*PROBLEM DESCRIPTION*: All entries should be output exactly as they stand.

*EXTRACTED DATA*:
☆ ☆ ☆ ☆ ☆ ☆ ☆

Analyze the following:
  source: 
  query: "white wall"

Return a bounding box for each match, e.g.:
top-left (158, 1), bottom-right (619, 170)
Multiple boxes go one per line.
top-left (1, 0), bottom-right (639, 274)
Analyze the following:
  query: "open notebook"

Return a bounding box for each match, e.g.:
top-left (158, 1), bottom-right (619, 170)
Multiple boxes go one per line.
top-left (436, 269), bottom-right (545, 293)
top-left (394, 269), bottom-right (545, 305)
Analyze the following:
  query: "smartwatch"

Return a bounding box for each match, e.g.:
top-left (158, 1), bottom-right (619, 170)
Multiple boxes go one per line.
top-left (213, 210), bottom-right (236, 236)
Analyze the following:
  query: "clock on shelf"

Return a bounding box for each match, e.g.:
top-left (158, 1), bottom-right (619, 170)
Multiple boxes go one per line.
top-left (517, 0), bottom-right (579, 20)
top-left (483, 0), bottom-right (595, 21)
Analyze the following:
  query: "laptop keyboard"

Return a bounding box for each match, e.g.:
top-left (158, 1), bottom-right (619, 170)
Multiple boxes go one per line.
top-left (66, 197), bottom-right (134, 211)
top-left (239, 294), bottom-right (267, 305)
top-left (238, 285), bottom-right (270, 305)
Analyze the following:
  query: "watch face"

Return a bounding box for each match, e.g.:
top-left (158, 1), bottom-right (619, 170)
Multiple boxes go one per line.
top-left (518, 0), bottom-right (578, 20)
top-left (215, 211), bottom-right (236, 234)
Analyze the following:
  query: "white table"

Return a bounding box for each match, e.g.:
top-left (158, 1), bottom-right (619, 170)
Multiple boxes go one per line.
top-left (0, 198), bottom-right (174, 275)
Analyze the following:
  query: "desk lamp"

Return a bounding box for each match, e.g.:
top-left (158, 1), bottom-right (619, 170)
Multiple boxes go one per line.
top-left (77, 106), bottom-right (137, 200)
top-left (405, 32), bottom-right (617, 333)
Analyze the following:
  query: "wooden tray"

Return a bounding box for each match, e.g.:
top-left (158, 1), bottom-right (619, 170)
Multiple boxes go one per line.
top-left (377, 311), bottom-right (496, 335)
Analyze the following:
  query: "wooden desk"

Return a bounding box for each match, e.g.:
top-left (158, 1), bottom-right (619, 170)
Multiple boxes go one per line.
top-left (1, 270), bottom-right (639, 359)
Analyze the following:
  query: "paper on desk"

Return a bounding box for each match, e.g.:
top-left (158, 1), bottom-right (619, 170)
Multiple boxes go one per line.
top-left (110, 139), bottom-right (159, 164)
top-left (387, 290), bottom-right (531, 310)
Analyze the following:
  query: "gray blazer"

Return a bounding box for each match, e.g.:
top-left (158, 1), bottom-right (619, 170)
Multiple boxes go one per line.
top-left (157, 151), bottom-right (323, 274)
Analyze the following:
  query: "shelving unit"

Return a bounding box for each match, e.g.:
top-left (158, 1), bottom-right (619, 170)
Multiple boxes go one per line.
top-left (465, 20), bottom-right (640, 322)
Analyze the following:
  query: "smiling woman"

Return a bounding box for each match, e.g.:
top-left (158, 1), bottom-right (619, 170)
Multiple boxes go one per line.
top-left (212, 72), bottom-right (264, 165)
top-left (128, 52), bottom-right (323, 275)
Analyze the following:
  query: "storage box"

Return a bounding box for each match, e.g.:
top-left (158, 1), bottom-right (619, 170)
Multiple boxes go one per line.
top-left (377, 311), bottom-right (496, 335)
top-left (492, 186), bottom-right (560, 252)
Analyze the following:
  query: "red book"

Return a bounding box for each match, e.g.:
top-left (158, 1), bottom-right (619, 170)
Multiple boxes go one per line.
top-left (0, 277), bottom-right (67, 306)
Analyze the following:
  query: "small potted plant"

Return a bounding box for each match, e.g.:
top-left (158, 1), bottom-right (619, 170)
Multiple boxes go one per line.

☆ ☆ ☆ ☆ ☆ ☆ ☆

*TASK SOLUTION*:
Analyze the following:
  source: 
  query: "white wall"

Return a bounding box for each match, e.g.:
top-left (158, 1), bottom-right (619, 170)
Multiple boxes go one per line.
top-left (1, 0), bottom-right (639, 274)
Analyze the following:
  query: "open notebook"

Return a bounding box for each match, e.g.:
top-left (158, 1), bottom-right (619, 170)
Multiple boxes go one per line.
top-left (436, 269), bottom-right (545, 293)
top-left (394, 269), bottom-right (545, 305)
Analyze the following:
  query: "smartwatch"

Return a bounding box for each match, e.g.:
top-left (158, 1), bottom-right (619, 170)
Multiple boxes go one per line.
top-left (213, 210), bottom-right (236, 236)
Analyze the following:
  query: "clock on shelf"

Return a bounding box for each match, e.g.:
top-left (158, 1), bottom-right (619, 170)
Multiple boxes go one per line.
top-left (517, 0), bottom-right (579, 20)
top-left (483, 0), bottom-right (595, 21)
Analyze the following:
  query: "laptop keyboard"

Return a bounding box for each match, e.g.:
top-left (158, 1), bottom-right (619, 170)
Multiple boxes go one per line.
top-left (66, 197), bottom-right (134, 211)
top-left (239, 294), bottom-right (267, 305)
top-left (238, 285), bottom-right (270, 305)
Analyze the following:
  query: "watch face"

Return a bounding box for each match, e.g.:
top-left (158, 1), bottom-right (619, 170)
Multiple boxes go one per line.
top-left (518, 0), bottom-right (578, 20)
top-left (215, 211), bottom-right (236, 234)
Analyze the following:
  query: "white table"

Return a bounding box for each match, e.g.:
top-left (158, 1), bottom-right (619, 170)
Multiple boxes go one per line.
top-left (0, 198), bottom-right (174, 275)
Analyze the following:
  query: "desk lamp"

Return a bounding box for each match, e.g.:
top-left (158, 1), bottom-right (619, 170)
Multiple boxes go one per line.
top-left (77, 106), bottom-right (137, 200)
top-left (405, 32), bottom-right (617, 333)
Analyze the following:
  query: "wooden tray"

Return a bounding box for each match, e.g.:
top-left (158, 1), bottom-right (619, 170)
Multiple boxes go one per line.
top-left (377, 311), bottom-right (496, 335)
Analyze the following:
  query: "wooden desk"

Return a bounding box for each match, e.g.:
top-left (158, 1), bottom-right (619, 170)
Multiple boxes go one per line.
top-left (1, 270), bottom-right (639, 359)
Analyze the following:
  query: "paper on desk"

Return a bounding box for each match, e.g.:
top-left (158, 1), bottom-right (619, 170)
Multiple boxes go one per line.
top-left (110, 139), bottom-right (159, 164)
top-left (387, 290), bottom-right (531, 310)
Analyze the following:
  query: "gray blazer"

Return a bounding box for each match, e.g.:
top-left (158, 1), bottom-right (619, 170)
Multiple boxes go one per line.
top-left (157, 151), bottom-right (323, 274)
Analyze the following:
  query: "shelving unit"

Return a bounding box for each match, e.g.:
top-left (158, 1), bottom-right (619, 170)
Multiple boxes go one per line.
top-left (465, 20), bottom-right (640, 322)
Analyze the following:
  query: "smiling woman"

Return a bounding box for each match, e.g.:
top-left (158, 1), bottom-right (619, 170)
Multiple boxes go one per line.
top-left (212, 72), bottom-right (264, 165)
top-left (128, 52), bottom-right (323, 275)
Analyze the following:
  query: "storage box"

Return a bounding box for each match, e.g.:
top-left (158, 1), bottom-right (619, 170)
Multiple boxes go one per line.
top-left (377, 311), bottom-right (496, 335)
top-left (492, 186), bottom-right (560, 252)
Analyze the following:
  query: "red book"

Return a bounding box for each match, e.g.:
top-left (158, 1), bottom-right (619, 170)
Multiple boxes go one per line.
top-left (0, 277), bottom-right (67, 306)
Analyze the following:
  query: "small potted plant"

Return a bounding box for each match, e.g.:
top-left (158, 1), bottom-right (619, 170)
Multiple boxes go one per line.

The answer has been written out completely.